- [Photo-based point labeling data]
- - - - -
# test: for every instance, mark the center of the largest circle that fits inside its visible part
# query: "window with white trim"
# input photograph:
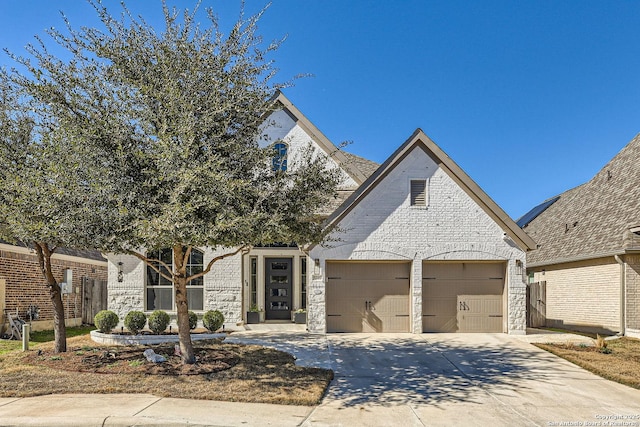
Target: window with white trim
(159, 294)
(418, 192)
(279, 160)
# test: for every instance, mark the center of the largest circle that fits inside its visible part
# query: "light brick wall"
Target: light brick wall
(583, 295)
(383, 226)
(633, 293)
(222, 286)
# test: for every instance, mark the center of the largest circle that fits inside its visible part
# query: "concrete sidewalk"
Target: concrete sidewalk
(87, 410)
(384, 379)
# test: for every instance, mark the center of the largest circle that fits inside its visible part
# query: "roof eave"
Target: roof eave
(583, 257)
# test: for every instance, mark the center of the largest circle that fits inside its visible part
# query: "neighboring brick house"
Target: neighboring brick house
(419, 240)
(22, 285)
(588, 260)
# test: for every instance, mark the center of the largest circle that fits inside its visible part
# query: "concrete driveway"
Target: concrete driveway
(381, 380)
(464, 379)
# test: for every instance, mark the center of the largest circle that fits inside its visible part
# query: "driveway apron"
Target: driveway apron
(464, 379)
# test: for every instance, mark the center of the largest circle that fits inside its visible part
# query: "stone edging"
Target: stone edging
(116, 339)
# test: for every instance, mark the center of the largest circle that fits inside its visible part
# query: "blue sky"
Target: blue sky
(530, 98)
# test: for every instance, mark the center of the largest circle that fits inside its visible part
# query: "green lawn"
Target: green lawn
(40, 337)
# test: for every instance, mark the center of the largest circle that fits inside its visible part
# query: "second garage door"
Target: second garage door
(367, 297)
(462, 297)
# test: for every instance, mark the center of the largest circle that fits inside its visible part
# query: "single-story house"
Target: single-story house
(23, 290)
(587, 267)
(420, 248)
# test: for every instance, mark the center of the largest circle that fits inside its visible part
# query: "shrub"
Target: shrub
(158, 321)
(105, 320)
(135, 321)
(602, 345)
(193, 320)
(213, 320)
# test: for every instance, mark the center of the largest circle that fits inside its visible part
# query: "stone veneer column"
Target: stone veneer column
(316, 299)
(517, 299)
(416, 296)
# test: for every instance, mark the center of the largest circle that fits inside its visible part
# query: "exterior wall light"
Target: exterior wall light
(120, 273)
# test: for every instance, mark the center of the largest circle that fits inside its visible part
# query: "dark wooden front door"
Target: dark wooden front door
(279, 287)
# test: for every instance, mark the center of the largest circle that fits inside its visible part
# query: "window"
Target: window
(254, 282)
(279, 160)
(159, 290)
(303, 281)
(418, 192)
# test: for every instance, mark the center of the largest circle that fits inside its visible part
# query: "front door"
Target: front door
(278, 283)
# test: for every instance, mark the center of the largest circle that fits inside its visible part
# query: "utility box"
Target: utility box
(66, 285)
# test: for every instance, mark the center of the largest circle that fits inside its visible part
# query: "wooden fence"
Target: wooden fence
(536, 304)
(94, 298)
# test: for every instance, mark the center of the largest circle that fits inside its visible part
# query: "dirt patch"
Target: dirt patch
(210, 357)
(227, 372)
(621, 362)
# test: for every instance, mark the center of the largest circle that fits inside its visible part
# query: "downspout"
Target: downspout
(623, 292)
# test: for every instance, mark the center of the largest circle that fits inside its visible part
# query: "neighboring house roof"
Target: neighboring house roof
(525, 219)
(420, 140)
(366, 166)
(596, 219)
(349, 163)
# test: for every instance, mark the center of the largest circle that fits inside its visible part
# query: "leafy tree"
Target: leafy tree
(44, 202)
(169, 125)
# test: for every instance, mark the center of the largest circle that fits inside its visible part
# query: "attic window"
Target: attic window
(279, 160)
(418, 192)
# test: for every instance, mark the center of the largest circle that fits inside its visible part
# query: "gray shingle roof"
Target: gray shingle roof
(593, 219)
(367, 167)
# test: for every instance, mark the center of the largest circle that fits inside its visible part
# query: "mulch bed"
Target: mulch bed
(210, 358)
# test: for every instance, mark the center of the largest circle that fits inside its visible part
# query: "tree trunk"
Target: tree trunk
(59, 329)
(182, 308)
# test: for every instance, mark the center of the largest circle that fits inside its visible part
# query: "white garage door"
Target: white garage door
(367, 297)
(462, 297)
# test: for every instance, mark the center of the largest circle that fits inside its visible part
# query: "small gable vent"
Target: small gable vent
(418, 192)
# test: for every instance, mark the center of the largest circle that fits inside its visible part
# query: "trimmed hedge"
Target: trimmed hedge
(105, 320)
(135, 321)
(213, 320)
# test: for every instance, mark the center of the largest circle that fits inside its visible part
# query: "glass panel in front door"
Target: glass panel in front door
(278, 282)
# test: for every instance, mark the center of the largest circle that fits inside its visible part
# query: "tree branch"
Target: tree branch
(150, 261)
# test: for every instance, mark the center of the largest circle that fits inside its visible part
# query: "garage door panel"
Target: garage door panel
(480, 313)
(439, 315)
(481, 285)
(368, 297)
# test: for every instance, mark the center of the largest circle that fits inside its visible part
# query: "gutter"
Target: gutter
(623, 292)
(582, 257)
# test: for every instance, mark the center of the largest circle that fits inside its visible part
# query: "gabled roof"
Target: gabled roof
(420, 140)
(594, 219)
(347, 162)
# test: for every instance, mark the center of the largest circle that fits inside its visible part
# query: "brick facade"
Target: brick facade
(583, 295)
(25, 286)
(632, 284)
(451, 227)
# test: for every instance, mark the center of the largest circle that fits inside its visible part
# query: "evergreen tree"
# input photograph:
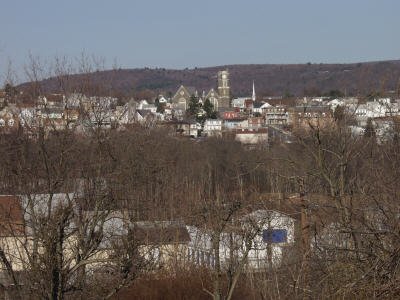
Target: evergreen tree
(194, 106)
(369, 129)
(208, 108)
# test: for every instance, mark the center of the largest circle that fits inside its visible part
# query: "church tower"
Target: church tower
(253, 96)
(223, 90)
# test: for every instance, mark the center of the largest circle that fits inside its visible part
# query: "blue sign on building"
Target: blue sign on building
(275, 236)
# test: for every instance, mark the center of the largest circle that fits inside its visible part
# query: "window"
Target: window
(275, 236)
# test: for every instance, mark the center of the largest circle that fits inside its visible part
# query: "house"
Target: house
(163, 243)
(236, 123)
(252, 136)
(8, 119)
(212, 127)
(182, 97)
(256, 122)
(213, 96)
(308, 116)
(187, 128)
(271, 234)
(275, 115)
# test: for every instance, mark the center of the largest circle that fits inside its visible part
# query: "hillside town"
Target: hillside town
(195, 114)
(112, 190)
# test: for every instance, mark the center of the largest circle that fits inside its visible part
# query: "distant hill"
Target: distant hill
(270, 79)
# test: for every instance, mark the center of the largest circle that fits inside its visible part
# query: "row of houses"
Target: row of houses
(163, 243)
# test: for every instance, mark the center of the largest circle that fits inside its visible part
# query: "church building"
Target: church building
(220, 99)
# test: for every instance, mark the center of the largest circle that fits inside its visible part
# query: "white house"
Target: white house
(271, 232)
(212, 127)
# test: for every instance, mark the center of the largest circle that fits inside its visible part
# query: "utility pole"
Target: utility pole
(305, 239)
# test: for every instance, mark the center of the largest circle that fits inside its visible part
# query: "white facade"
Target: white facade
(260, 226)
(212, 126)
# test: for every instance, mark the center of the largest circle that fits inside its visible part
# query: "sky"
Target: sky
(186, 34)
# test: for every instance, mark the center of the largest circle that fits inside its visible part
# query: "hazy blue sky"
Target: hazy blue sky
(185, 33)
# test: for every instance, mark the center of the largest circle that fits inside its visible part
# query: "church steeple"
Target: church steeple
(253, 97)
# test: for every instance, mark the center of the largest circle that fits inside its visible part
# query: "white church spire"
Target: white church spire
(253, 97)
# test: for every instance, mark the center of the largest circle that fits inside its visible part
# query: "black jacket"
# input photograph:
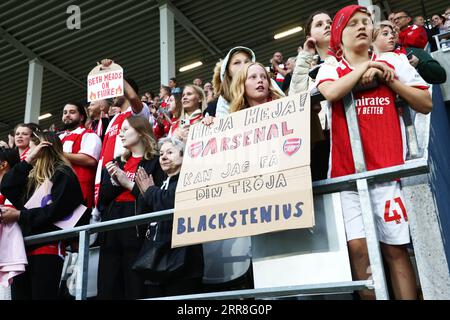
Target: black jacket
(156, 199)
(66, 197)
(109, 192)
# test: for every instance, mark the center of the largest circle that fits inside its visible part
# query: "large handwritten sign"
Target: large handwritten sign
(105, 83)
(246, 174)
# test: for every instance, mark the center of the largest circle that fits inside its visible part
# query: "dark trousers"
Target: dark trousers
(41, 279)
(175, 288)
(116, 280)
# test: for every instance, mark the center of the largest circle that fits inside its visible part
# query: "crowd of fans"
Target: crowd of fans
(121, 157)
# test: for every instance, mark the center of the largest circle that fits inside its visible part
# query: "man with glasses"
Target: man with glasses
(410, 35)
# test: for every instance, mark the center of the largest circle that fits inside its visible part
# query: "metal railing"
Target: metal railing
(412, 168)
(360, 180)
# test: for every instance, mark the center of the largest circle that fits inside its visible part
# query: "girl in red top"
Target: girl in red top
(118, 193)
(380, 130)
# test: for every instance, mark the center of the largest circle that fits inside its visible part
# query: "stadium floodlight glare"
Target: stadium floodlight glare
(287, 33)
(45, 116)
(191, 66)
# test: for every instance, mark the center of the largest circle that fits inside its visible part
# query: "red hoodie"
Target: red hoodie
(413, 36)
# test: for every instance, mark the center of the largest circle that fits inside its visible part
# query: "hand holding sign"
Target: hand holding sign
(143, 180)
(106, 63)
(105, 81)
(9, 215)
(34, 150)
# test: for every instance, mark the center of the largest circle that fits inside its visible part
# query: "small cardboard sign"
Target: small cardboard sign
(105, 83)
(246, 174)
- - - - -
Show every line in the entries above that contains the string "door". Treat case as significant.

# query: "second garage door"
Target: second garage door
# query: "dark wooden front door"
Target: dark wooden front door
# query: "front door"
Target: front door
# query: "white garage door"
Target: white garage door
# query: "glass panel in front door"
Target: glass panel in front door
# query: "garage door panel"
Target: garage door panel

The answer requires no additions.